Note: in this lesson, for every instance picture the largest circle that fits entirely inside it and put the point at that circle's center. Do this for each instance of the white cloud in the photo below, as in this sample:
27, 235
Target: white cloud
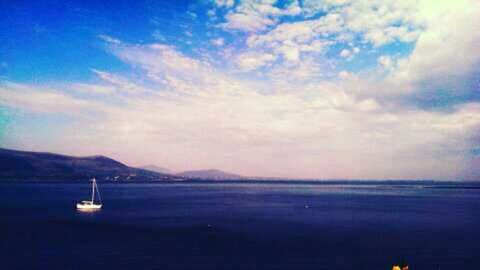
218, 42
318, 129
225, 3
251, 61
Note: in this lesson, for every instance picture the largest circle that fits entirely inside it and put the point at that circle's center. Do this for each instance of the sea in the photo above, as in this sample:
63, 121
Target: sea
240, 225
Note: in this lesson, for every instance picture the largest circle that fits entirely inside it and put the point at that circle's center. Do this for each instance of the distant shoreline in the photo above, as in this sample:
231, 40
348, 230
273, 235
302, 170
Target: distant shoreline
396, 183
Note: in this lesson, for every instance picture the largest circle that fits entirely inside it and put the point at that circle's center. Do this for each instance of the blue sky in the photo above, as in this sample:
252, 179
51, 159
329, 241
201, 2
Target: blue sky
310, 89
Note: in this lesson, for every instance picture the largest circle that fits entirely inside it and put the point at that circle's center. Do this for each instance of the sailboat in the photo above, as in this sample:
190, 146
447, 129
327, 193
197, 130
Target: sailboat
91, 205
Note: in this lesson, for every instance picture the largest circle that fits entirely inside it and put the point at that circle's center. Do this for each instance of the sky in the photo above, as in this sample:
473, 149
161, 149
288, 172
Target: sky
318, 89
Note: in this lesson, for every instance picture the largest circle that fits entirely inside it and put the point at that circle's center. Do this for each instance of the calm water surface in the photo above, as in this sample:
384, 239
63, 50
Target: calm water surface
239, 226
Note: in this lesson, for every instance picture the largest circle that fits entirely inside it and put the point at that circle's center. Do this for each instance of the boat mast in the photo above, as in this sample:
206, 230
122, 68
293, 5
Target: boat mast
93, 189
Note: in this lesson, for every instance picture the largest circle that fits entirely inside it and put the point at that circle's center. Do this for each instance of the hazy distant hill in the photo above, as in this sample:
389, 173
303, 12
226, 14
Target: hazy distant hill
211, 174
22, 165
158, 169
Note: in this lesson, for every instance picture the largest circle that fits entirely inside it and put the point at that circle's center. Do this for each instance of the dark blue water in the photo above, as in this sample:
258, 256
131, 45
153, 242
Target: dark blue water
239, 226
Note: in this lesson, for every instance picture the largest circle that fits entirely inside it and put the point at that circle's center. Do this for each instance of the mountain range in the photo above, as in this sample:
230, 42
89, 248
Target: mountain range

--

**What is expected**
Give the listing again in full, exactly as it is, but without its images.

**Response box**
Note: in this lesson, for every instance picture the largest circle that fits entirely inside it and put the point at that circle's center. Do this for each instance of the white cloud in the photo below, as in this sample:
27, 235
Target: white cloud
218, 42
318, 129
225, 3
251, 61
Note: in this lesson, for every instance picture the largest circle that fits entirely inside it and put the point at that circle's center. Do this for each instance of the sea in the photo above, as in this sample:
63, 121
Target: sea
240, 225
Note: in this lesson, for every instance picture the largest circle that fits entirely inside it and put the point at that circle's center. Do this for each instance of the distant shoreline in the photo above, as in this sample:
231, 40
348, 230
273, 235
302, 170
Target: distant shoreline
396, 183
Note: in this lesson, for every instance picture the largest circle that fits entirely inside it and put the point at that circle's center. Do this for each instance of the blue sky in the photo above, as in this sample:
252, 179
51, 159
329, 241
201, 2
Target: blue sky
310, 89
Note: in this lesson, for every instance picture the largest circle that fits entirely inside it and put the point at that circle's center. Do this for each instance of the sailboat in the photo above, as in this sample:
190, 146
447, 129
327, 193
197, 130
Target: sailboat
91, 205
Note: in this lesson, for every instance picture the largest circle that fits entirely inside it and put the point at that circle's center. Do this for each instance of the sky in the photo above, as in this sample:
473, 149
161, 149
288, 172
Target: sky
318, 89
Note: in this lesson, for every instance picture the largest circle that fits entirely inside it and put the point at that circle's center. Do this for each instance of the calm water surface in the photo above, as in this sample:
384, 239
63, 50
Target: calm water surface
239, 226
Note: in this lesson, for every instance picture the largest circle that fits entirely inside it and put the point at that circle's center. Do this for each instance of the boat mast in the photo above, as in this sample:
206, 230
122, 68
293, 5
Target: boat mast
93, 189
Note: in this lesson, for every instance picture the largest circle that fits entirely inside it and put the point at that circle's center. Do this for each instance of the hazy distant hill in the photo above, as in this sample:
389, 173
303, 12
226, 14
Target: hazy distant hill
211, 174
22, 165
158, 169
Note: in this lesson, for every instance picture the largest circle that fits entirely inside it and put the point at that circle's center. Do this for each instance of the dark blue water in the photo above, as in this sample:
258, 256
131, 45
153, 242
Target: dark blue water
239, 226
Note: in this lesson, for every instance picture the largest circle that fits entirely inside it and put the point at that circle's center. Do this for each instance of the mountain range in the photo above, as in this sample:
230, 42
89, 248
Target: mountain range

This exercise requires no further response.